## Exercise passage
- - - - - - -

Thursday, December 22, 2011

Roleplaying

It's roleplaying not rolesaying.

RP can only exist when there are choices to make and they carry repercussions. Standing around spewing a lot of thees and thous is a different game altogether. Even if you can move past the high school drama club re-enactments to something a tad less ridiculous, it will still be improvisational acting. That's fine, in itself, but it is, unfortunately, in itself. You're making it into a minigame. In a game, RP can and should stem from gameplay. If you're doing something noble, act noble. If you're rampaging through the countryside, start talking like Conan. Whatever the case, melding action and style into an identity is roleplaying. Style by itself is empty.

In Planetside i was once in an outfit (a.k.a. 'guild') called S.P.L.A.T. and though i forget what the backronym stood for, we specialized in air drops. That was our thing, our schtick, our gimmick. Some of us came up with catchphrases to shout as we landed on some rooftop. We chose our characters' skills accordingly. More than any amount of faux-Shakespearean chatter, this was roleplaying. It meant having an identity as a group, and giving ourselves strong points and weak ones.
I was in another guild for a little bit in A Tale in the Desert. It was called the Casbah d'Nile. We cooked, and distributed food. Some raised sheep. Others farmed. Since my house was fairly far into the desert, my specialty was gathering mushrooms and herbs. We were the cooks of Egypt, regardless of whether this was more or less profitable or prestigious than mining or monument-building.
In EVE-Online, at its high point a year or three after release, there were guilds specializing in mining, piracy, manufacturing, transport, etc. and this meant making decisions to focus on one aspect of gameplay instead of another.
Your guild has no roleplaying value if you just randomly spout archaisms at each other, arrange weddings and gatherings that have no effect on your playing style and look down your nose at anyone actually playing the game. It should go without saying that the most worthless are the endless numbers of guilds whose only group identity is 'we're liek awesomer than everyone else dood' but, moving along.

I remember one of the expansions to Neverwinter Nights, Hordes of the Underdark. I decided to play an abjurer. This made it impossible for me to defeat the final boss, who used no spells. I regret nothing. In NWN2, i played a pure spellcaster halfling druid, no shapeshifting. My strength was so low that i couldn't wear my own armor without buffing myself. I used a slingshot the entire game. I wanted to be an equalizer without nuking, so i geared my spells towards buffs and helped my NPCs do the killing.
This sort of sacrifice is necessary in order to make roleplaying choices meaningful. This is one of the great flaws of EQ/WoW clones. Playing a fighter or mage is irrelevant if the choice is merely cosmetic, if tossing spears or fireballs has the same effect. It is meaningless to have 6 different stats for your character if min-maxing is built into the game and you buff your damage in exactly the same way whether you choose an intelligence or agility-based class. It is irrelevant that you have a low strength score if it doesn't limit your options in any way.

- - - - - - -

## Data to examine
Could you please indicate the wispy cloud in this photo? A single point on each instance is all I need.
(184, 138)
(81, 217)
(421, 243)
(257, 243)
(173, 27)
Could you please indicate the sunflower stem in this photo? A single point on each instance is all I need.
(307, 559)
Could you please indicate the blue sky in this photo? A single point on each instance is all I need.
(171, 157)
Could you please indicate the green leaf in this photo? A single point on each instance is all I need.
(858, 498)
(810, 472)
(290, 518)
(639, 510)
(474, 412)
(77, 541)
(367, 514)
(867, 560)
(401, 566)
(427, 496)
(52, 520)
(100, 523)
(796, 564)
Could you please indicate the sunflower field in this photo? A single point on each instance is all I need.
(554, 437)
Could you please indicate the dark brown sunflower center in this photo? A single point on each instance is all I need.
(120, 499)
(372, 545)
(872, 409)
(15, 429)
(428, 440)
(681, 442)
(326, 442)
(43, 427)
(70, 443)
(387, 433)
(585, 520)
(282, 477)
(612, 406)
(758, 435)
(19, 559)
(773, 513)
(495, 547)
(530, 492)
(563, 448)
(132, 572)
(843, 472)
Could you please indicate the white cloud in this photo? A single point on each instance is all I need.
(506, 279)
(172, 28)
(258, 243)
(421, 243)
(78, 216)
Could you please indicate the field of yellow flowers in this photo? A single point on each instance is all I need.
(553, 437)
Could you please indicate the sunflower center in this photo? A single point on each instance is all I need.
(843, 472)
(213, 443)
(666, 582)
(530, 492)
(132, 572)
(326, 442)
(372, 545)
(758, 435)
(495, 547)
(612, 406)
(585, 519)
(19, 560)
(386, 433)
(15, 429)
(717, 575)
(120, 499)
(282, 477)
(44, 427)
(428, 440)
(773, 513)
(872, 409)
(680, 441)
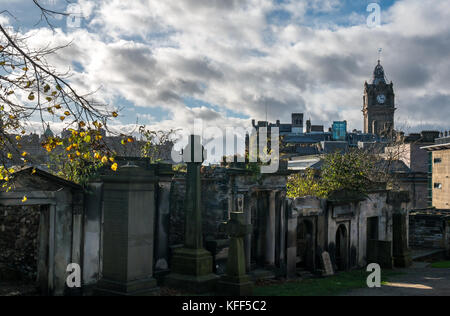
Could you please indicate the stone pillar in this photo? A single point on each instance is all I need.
(128, 232)
(291, 242)
(244, 206)
(283, 229)
(270, 232)
(165, 174)
(401, 253)
(236, 282)
(192, 265)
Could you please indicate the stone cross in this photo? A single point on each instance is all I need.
(192, 265)
(236, 282)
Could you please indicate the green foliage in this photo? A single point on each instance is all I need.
(350, 171)
(156, 143)
(333, 285)
(306, 184)
(75, 158)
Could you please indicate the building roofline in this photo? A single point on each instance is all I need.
(436, 147)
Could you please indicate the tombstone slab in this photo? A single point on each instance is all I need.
(236, 282)
(128, 232)
(327, 265)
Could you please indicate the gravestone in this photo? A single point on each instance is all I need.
(128, 232)
(327, 265)
(236, 282)
(192, 265)
(401, 254)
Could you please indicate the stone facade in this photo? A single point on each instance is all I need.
(429, 230)
(352, 230)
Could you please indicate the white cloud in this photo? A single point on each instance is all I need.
(155, 54)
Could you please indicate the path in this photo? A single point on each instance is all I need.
(419, 280)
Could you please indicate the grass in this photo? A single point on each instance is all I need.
(441, 265)
(328, 286)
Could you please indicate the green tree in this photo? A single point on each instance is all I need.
(352, 171)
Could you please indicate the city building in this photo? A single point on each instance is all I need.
(439, 166)
(379, 105)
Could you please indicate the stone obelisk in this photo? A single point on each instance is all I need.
(192, 265)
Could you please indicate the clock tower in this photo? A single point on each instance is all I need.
(379, 105)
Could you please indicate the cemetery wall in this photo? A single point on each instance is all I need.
(19, 227)
(215, 204)
(428, 230)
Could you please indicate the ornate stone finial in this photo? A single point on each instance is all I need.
(194, 151)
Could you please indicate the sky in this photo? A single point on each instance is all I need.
(164, 63)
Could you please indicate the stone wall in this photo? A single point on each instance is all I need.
(428, 230)
(19, 242)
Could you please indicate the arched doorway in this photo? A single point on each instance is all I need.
(342, 248)
(305, 245)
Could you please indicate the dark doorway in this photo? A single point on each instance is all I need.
(24, 248)
(342, 248)
(305, 245)
(372, 228)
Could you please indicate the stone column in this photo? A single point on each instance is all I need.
(192, 265)
(128, 232)
(165, 174)
(401, 253)
(291, 242)
(270, 232)
(236, 282)
(248, 237)
(283, 229)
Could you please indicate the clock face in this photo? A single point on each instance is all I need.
(381, 98)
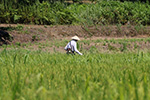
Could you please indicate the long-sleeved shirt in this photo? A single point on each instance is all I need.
(73, 46)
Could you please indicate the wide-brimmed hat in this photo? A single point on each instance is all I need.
(75, 38)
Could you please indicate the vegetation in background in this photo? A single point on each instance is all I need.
(102, 12)
(40, 75)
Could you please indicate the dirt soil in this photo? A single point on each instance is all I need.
(17, 33)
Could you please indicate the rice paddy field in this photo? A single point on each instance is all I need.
(27, 74)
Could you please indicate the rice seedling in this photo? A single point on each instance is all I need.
(43, 75)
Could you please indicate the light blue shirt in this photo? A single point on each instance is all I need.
(73, 46)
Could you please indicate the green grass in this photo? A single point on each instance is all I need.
(36, 75)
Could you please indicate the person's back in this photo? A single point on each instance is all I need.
(72, 46)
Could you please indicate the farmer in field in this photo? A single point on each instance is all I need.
(71, 47)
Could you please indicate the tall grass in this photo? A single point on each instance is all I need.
(47, 76)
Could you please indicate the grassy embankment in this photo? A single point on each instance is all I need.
(37, 75)
(101, 13)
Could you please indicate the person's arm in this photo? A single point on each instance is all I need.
(66, 46)
(75, 48)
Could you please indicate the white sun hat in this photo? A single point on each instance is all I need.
(75, 38)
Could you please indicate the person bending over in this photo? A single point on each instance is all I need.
(71, 47)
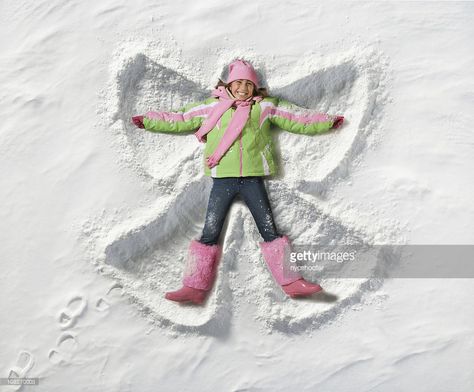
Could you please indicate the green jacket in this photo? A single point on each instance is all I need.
(252, 154)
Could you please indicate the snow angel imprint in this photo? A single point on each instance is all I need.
(235, 124)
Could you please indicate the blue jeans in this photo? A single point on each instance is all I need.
(253, 192)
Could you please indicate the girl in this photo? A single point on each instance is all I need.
(235, 125)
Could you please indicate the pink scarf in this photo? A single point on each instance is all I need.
(236, 124)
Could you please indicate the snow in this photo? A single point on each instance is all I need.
(97, 215)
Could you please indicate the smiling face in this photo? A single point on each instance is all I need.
(242, 89)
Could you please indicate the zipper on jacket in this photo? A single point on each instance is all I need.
(241, 153)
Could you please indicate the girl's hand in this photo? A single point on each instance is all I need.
(211, 161)
(337, 122)
(138, 121)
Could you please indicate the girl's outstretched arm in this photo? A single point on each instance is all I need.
(295, 119)
(187, 119)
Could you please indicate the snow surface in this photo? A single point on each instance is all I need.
(96, 215)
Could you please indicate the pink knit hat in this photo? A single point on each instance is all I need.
(240, 69)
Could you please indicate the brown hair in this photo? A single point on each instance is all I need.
(262, 91)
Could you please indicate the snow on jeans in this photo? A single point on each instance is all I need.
(253, 192)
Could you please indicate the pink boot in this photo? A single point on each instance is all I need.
(277, 255)
(199, 274)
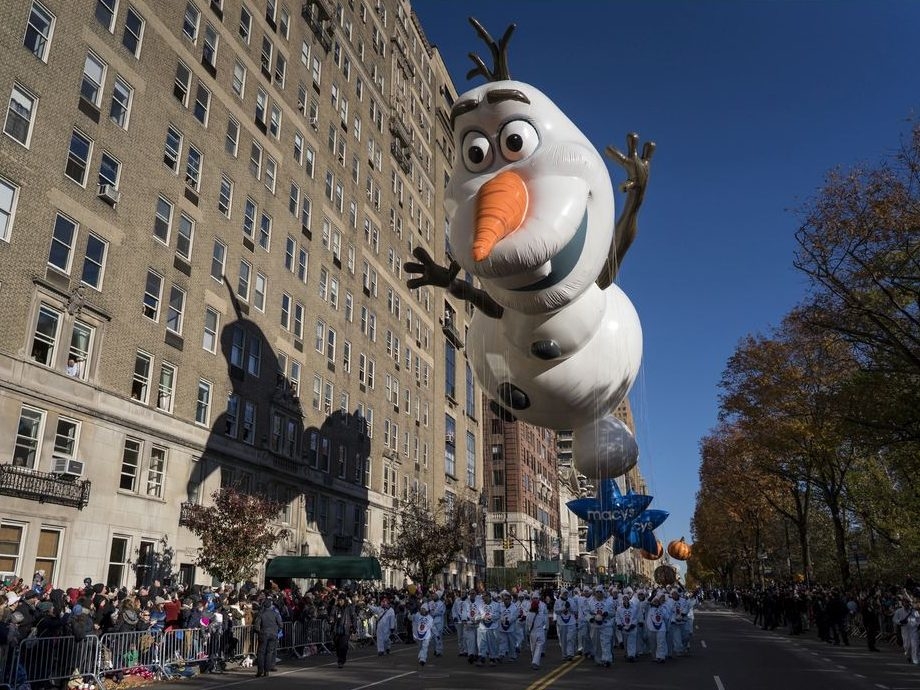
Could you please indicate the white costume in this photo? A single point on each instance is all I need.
(537, 618)
(564, 612)
(423, 627)
(386, 624)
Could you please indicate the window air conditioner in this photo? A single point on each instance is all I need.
(109, 193)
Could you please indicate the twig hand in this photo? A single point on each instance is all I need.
(430, 273)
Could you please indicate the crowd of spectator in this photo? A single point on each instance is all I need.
(878, 613)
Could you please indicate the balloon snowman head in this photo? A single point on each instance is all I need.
(530, 209)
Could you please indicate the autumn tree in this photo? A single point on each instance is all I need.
(235, 533)
(427, 539)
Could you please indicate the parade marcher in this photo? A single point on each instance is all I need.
(508, 622)
(423, 631)
(676, 622)
(386, 624)
(579, 602)
(602, 611)
(642, 606)
(566, 621)
(656, 628)
(537, 619)
(626, 621)
(437, 611)
(268, 625)
(486, 617)
(343, 620)
(468, 626)
(687, 604)
(458, 623)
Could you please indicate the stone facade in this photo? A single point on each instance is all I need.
(207, 205)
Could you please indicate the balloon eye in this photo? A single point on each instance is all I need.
(519, 139)
(477, 151)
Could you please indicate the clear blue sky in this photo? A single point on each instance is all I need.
(750, 103)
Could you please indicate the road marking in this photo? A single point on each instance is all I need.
(554, 675)
(385, 680)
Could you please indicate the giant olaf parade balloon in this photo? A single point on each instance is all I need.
(530, 205)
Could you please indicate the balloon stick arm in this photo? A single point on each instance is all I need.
(477, 297)
(627, 225)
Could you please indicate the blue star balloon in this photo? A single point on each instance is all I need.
(610, 513)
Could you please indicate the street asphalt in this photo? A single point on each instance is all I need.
(727, 653)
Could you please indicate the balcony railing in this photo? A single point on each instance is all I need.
(44, 487)
(185, 512)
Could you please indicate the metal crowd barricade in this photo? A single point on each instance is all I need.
(124, 650)
(246, 643)
(46, 659)
(184, 645)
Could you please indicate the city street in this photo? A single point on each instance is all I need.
(728, 653)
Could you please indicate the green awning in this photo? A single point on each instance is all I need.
(325, 567)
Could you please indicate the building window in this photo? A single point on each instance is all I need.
(218, 256)
(254, 358)
(249, 422)
(9, 195)
(78, 157)
(183, 83)
(19, 115)
(211, 42)
(239, 79)
(119, 554)
(38, 35)
(242, 285)
(94, 261)
(225, 197)
(265, 231)
(185, 237)
(130, 462)
(211, 326)
(105, 13)
(140, 383)
(153, 290)
(450, 446)
(190, 22)
(109, 170)
(202, 104)
(193, 168)
(134, 32)
(156, 470)
(172, 150)
(231, 144)
(93, 79)
(122, 96)
(450, 365)
(258, 292)
(81, 343)
(62, 243)
(166, 387)
(45, 338)
(245, 28)
(176, 310)
(28, 437)
(203, 405)
(10, 547)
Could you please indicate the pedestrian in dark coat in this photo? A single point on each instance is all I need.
(268, 624)
(344, 622)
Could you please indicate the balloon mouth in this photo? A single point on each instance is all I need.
(564, 262)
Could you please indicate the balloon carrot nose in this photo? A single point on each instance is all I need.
(500, 211)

- - - - - - -

## Activity
In the roleplaying post, what did the Planetside outfit S.P.L.A.T. specialize in?

## Result below
Air drops.